## WHAT YOU WILL DO
Write the records below out in full, character for character, with no pictures.

#### SUPPLIED MATERIAL ####

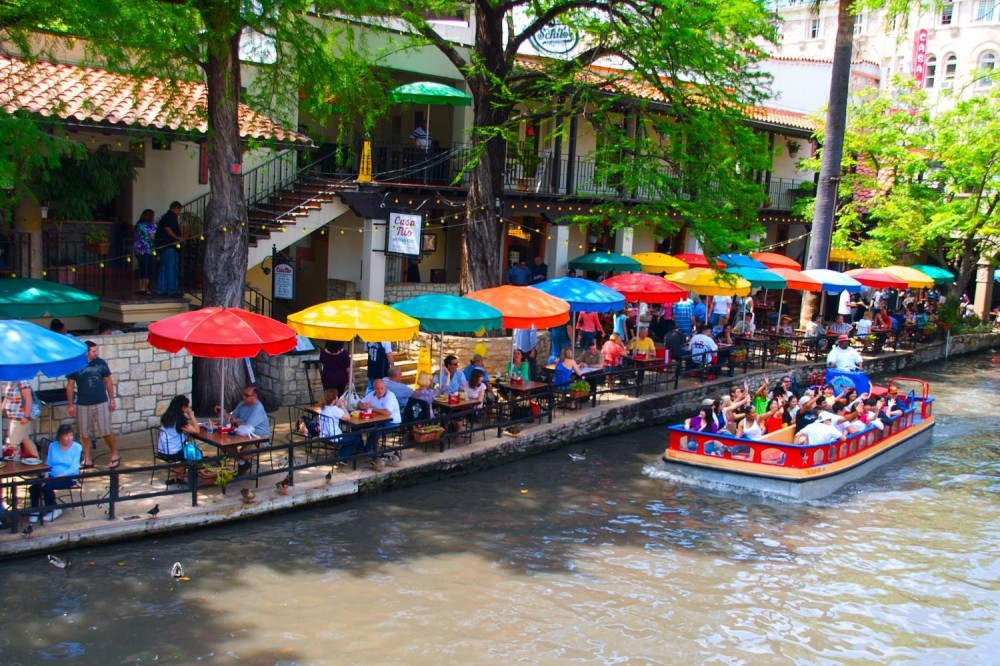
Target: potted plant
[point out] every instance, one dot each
(96, 241)
(579, 389)
(62, 272)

####

## SOLUTION TO THE EXERCISE
Target: potted plant
[point out] every instance, one dot each
(96, 241)
(579, 389)
(62, 272)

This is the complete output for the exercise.